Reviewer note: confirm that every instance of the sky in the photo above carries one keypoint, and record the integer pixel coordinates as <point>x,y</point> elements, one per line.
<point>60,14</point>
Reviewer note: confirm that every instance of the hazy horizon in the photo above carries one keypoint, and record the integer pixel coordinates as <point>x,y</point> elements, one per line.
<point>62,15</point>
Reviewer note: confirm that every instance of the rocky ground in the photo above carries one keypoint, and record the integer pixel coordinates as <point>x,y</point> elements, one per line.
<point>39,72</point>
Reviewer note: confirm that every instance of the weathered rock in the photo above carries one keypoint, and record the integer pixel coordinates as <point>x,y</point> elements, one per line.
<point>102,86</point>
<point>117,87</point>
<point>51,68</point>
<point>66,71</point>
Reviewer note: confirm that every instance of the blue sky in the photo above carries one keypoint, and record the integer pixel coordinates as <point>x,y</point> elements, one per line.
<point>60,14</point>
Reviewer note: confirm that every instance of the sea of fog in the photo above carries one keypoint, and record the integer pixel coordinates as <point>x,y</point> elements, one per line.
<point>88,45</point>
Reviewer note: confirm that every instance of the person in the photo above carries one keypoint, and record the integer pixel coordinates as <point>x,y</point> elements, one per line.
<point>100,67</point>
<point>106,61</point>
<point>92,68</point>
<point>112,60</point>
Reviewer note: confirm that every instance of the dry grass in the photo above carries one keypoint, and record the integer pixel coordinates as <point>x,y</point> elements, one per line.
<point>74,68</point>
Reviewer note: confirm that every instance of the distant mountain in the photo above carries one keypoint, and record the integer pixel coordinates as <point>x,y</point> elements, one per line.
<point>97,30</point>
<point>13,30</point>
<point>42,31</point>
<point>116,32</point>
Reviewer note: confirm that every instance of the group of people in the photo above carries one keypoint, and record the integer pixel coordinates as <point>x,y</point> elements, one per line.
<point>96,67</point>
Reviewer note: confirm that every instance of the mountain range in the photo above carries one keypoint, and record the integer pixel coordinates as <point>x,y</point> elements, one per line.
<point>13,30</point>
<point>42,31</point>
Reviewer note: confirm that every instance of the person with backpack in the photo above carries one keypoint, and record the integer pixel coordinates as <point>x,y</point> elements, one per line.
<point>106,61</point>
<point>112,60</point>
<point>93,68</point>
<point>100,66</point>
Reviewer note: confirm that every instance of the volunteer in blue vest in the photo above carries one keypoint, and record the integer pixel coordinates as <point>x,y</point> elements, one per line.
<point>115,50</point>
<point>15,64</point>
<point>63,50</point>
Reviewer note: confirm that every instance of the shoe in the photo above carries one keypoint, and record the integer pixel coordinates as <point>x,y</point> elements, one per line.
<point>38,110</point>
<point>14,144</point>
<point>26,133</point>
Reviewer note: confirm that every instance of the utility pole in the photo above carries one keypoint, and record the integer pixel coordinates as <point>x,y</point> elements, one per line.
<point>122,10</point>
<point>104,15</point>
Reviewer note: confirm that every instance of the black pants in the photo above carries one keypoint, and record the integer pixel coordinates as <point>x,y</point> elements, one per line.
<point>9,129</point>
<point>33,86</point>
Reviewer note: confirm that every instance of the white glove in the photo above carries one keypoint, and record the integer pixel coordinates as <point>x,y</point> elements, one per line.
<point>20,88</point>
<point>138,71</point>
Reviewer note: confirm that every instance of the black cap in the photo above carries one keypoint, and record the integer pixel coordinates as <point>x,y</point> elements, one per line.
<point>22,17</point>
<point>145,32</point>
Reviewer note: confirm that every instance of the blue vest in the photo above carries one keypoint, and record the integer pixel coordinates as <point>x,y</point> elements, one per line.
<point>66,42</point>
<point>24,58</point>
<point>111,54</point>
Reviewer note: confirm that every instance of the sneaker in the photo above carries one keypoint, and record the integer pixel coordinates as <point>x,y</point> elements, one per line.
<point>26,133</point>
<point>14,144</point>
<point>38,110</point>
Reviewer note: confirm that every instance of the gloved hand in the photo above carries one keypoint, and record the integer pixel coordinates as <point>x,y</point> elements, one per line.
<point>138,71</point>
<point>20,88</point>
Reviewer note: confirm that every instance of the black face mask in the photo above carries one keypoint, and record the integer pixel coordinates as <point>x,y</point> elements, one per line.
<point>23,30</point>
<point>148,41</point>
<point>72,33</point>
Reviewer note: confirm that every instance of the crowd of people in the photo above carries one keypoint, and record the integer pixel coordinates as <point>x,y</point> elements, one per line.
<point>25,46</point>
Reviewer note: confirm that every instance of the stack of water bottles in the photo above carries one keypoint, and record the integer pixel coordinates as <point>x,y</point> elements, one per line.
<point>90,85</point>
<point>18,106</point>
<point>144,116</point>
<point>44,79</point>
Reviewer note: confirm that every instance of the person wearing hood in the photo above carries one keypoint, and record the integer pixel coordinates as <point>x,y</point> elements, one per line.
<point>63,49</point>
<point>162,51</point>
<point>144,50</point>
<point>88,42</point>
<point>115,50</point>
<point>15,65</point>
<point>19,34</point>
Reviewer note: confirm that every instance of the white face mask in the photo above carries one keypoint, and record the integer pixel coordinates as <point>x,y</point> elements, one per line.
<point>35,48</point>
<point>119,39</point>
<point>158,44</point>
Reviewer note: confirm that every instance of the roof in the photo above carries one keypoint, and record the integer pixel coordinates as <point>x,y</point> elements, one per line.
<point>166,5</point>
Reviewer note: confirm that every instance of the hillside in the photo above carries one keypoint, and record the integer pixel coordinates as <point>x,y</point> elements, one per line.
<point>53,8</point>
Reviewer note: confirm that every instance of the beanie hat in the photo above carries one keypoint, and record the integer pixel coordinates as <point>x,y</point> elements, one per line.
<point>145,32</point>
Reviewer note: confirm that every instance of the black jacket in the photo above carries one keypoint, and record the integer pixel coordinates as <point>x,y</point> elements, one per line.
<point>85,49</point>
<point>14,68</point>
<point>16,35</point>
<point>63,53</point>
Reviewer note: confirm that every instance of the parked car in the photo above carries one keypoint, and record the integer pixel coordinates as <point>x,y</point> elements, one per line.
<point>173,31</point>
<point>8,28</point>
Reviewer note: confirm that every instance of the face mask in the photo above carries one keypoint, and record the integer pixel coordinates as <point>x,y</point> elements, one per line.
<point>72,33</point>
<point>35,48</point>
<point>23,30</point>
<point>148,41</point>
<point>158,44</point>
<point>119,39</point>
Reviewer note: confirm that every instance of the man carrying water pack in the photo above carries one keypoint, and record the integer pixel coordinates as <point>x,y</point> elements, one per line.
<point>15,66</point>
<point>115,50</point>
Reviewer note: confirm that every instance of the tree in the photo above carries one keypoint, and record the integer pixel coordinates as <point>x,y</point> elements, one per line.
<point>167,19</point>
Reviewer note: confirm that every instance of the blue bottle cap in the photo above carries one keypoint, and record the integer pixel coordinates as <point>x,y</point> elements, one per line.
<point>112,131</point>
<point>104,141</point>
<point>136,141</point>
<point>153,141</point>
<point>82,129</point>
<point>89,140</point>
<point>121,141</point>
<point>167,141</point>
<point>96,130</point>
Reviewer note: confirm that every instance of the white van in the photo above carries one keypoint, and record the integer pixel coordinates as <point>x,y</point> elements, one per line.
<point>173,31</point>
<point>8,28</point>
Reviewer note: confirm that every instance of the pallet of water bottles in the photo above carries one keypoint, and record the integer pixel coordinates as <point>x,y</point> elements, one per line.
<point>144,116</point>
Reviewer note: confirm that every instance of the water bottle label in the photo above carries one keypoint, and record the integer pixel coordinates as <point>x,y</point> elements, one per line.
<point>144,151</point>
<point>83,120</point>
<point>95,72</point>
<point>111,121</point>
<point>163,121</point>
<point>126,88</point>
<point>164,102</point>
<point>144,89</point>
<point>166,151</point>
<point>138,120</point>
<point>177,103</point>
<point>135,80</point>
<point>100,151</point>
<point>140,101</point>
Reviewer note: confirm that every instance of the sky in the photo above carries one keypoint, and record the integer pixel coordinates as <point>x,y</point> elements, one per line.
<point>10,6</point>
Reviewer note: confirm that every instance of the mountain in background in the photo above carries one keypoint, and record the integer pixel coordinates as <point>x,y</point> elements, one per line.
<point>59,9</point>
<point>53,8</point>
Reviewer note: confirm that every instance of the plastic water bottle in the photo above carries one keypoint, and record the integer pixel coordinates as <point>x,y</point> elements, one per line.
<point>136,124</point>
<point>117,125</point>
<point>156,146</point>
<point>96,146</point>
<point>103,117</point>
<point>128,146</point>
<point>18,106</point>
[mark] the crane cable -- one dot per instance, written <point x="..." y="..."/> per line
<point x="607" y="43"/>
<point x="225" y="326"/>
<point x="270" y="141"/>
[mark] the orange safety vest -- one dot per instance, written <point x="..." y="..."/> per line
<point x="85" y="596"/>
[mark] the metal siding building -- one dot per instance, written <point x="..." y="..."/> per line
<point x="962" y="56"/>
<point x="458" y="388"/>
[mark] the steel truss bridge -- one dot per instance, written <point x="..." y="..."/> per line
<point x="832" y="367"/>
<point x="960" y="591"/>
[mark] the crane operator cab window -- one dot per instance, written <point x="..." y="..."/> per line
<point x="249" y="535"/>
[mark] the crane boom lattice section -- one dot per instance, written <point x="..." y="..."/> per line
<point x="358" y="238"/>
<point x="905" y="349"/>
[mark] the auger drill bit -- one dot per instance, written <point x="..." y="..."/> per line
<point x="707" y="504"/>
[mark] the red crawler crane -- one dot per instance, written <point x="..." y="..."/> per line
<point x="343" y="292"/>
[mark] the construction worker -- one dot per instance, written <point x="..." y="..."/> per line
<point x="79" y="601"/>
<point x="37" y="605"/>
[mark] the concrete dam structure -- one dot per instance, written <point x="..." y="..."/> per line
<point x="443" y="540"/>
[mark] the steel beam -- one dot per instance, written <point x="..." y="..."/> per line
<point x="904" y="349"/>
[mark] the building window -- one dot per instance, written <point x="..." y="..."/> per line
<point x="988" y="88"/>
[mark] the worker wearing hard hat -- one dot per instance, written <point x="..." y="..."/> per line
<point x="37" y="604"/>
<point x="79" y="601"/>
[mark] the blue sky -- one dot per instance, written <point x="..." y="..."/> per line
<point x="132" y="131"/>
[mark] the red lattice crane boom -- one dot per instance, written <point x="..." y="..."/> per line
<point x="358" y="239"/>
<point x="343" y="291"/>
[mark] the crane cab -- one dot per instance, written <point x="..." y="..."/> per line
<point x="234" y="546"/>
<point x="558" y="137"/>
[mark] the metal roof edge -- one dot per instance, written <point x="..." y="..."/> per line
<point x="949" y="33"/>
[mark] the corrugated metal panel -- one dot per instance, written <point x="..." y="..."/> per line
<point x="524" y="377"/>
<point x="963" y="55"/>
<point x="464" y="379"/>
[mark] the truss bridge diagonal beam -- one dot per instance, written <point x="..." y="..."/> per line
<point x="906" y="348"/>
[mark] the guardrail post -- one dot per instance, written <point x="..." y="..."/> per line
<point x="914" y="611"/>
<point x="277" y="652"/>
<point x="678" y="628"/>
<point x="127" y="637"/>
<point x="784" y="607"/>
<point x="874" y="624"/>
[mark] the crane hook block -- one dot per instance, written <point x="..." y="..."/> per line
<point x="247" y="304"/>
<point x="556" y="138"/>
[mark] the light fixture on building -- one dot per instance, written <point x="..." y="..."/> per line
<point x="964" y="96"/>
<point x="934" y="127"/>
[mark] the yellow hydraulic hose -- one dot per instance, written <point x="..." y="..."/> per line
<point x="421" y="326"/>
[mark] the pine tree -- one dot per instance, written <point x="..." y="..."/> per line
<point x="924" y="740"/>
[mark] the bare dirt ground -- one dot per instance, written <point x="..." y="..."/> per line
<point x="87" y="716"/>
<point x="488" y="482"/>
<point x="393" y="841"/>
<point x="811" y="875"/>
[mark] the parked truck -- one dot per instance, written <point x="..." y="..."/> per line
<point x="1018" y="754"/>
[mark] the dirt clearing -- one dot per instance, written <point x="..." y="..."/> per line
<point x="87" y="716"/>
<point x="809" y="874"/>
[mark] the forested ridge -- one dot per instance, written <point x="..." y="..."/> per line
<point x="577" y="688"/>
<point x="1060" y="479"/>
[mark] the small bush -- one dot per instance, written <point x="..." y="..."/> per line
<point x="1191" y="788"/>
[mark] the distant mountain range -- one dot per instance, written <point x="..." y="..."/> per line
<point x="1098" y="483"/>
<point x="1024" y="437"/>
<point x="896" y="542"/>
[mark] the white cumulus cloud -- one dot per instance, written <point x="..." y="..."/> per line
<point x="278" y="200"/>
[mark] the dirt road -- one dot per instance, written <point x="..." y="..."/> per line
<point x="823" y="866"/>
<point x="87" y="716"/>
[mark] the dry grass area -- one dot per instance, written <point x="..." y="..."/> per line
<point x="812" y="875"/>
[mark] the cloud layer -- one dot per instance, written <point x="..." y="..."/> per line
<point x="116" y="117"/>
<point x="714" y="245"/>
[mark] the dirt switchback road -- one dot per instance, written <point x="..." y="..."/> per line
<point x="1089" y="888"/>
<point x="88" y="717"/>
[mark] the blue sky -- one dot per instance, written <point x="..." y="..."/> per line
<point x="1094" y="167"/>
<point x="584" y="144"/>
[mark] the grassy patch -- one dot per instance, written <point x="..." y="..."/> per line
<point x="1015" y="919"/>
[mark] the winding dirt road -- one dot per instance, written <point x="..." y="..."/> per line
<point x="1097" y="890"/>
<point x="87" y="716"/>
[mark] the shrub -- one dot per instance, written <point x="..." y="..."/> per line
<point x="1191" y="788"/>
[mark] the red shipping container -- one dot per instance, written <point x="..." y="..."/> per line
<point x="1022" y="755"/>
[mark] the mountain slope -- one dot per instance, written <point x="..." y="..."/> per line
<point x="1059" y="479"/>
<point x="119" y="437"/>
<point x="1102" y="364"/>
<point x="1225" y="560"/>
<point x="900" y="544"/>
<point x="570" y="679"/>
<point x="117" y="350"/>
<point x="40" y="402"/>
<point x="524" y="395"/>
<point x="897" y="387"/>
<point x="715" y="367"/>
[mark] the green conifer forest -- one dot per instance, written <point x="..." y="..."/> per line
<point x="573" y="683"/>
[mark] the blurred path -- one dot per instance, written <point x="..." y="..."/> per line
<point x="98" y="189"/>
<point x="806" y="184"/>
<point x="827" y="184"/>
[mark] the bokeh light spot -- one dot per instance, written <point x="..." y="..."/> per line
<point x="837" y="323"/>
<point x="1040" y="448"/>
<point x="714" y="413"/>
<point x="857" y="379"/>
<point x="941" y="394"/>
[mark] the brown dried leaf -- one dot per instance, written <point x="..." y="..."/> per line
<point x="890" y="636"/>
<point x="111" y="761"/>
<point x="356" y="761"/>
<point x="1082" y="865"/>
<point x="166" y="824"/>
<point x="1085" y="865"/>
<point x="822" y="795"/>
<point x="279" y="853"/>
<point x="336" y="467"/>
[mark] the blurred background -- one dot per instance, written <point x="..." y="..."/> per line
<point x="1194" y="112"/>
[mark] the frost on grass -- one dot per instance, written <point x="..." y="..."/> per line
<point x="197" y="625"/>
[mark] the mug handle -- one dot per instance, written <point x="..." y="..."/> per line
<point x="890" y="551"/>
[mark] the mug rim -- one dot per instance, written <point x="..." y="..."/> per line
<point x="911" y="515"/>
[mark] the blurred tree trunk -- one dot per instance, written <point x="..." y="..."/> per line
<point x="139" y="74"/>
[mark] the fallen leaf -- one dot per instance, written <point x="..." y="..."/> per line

********************

• Work to complete: The expected answer is a word-for-word copy of every line from the one that contains "[mark] the bokeh" through the final line of the material.

• Answer space:
[mark] the bokeh light spot -- one dot per instance, written <point x="..." y="..."/> per line
<point x="837" y="323"/>
<point x="1040" y="448"/>
<point x="714" y="413"/>
<point x="857" y="379"/>
<point x="941" y="394"/>
[mark] the brown dried leaf -- one dot per instance, written <point x="..." y="..."/> per line
<point x="890" y="636"/>
<point x="111" y="761"/>
<point x="356" y="761"/>
<point x="1082" y="865"/>
<point x="166" y="824"/>
<point x="1085" y="865"/>
<point x="822" y="795"/>
<point x="279" y="853"/>
<point x="336" y="467"/>
[mark] the blurred background -- one dot per instance, written <point x="..." y="..."/> per line
<point x="1194" y="112"/>
[mark] the frost on grass -- one dot per instance, written <point x="..." y="..."/> per line
<point x="197" y="625"/>
[mark] the mug handle -- one dot per instance, written <point x="..." y="..."/> per line
<point x="890" y="551"/>
[mark] the mug rim -- one dot per instance, written <point x="..." y="..."/> per line
<point x="911" y="515"/>
[mark] the blurred tree trunk -- one dot per instance, written <point x="..." y="..."/> per line
<point x="139" y="74"/>
[mark] the fallen leaf -- one dot per instance, written <point x="..." y="..."/> per line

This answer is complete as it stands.